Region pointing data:
· · · · ·
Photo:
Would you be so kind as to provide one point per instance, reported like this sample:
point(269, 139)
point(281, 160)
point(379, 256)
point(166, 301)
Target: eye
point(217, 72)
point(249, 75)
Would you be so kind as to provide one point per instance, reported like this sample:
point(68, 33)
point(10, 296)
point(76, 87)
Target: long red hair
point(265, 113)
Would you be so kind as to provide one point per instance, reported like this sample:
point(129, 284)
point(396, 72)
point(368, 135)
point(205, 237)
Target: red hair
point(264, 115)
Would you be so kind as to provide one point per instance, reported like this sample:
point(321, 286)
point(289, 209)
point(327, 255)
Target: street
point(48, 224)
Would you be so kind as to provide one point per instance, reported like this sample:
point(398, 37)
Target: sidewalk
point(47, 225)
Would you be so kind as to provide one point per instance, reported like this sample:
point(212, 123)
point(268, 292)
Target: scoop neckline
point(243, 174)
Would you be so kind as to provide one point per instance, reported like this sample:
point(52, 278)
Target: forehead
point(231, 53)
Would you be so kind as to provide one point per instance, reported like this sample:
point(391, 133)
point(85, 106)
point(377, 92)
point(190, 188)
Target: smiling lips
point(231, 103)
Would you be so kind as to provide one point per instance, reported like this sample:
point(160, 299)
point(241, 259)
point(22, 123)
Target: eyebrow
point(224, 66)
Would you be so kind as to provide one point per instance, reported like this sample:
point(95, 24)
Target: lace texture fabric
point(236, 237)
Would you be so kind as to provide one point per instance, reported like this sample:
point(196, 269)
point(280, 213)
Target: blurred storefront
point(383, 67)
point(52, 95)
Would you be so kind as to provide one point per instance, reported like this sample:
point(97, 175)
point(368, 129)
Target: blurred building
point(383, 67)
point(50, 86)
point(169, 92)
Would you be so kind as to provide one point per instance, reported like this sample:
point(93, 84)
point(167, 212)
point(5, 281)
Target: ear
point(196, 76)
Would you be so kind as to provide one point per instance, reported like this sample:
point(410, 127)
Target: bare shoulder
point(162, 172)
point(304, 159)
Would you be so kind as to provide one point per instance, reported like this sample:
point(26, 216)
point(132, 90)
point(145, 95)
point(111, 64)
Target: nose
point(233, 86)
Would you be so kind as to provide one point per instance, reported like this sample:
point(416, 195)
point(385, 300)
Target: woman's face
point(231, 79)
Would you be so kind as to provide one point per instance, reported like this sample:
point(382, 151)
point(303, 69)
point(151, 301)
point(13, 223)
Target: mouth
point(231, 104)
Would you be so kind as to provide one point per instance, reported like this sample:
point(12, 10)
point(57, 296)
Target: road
· · · · ·
Task statement: Give an exact transcription of the data shown above.

Exercise result:
Photo:
Would you be so kind as to provide one point per instance, reported like this sample:
point(269, 139)
point(281, 160)
point(379, 256)
point(166, 301)
Target: eye
point(217, 72)
point(249, 75)
Would you be so kind as to provide one point per instance, reported like this sample:
point(68, 33)
point(10, 296)
point(76, 87)
Target: long red hair
point(265, 113)
Would you be so kind as to provide one point per instance, reported like this sample:
point(129, 284)
point(396, 72)
point(368, 135)
point(205, 237)
Target: red hair
point(264, 115)
Would you be so kind as to provide one point per instance, reported like this sample:
point(321, 286)
point(289, 209)
point(327, 255)
Target: street
point(48, 224)
Would you be so kind as to provide one point per instance, reported like this sample:
point(398, 37)
Target: sidewalk
point(47, 225)
Would you be so kind as to provide one point per instance, reported like this sample:
point(212, 123)
point(268, 292)
Target: scoop neckline
point(243, 174)
Would you be so kind as to provide one point per instance, reported like this sample:
point(52, 278)
Target: forehead
point(231, 53)
Would you be so kind as to provide one point per instance, reported like this sample:
point(391, 133)
point(85, 106)
point(377, 92)
point(190, 188)
Target: smiling lips
point(231, 103)
Would you be so kind as to provide one point per instance, reported like this sample:
point(160, 299)
point(241, 259)
point(22, 123)
Target: eyebrow
point(224, 66)
Would you be so kind as to provide one point per instance, reported like this sample:
point(95, 24)
Target: lace texture fabric
point(236, 237)
Would you be so kind as to provide one point per instance, reported like this sample:
point(196, 269)
point(280, 213)
Target: blurred storefront
point(383, 67)
point(52, 95)
Would you be so kind as to provide one point per instance, reported like this sample:
point(97, 175)
point(368, 129)
Target: blurred building
point(383, 67)
point(50, 86)
point(169, 92)
Would you be so kind as to provide one point per instance, reported like this sample:
point(93, 84)
point(167, 212)
point(5, 281)
Target: ear
point(196, 76)
Would you be so kind as to provide one point per instance, reported like this sample:
point(410, 127)
Target: bare shoulder
point(162, 172)
point(304, 159)
Would you be so kind as to provide one point per instance, reported like this sample:
point(26, 216)
point(132, 90)
point(145, 95)
point(111, 64)
Target: nose
point(233, 86)
Would you be so kind as to provide one point per instance, reported like this sample:
point(416, 195)
point(385, 300)
Target: woman's face
point(231, 79)
Would you be so kind as to provide one point per instance, reported like this sample:
point(382, 151)
point(303, 69)
point(151, 301)
point(13, 223)
Target: mouth
point(231, 104)
Would you be so kind as to provide one point per instance, reported like this sample:
point(12, 10)
point(57, 296)
Target: road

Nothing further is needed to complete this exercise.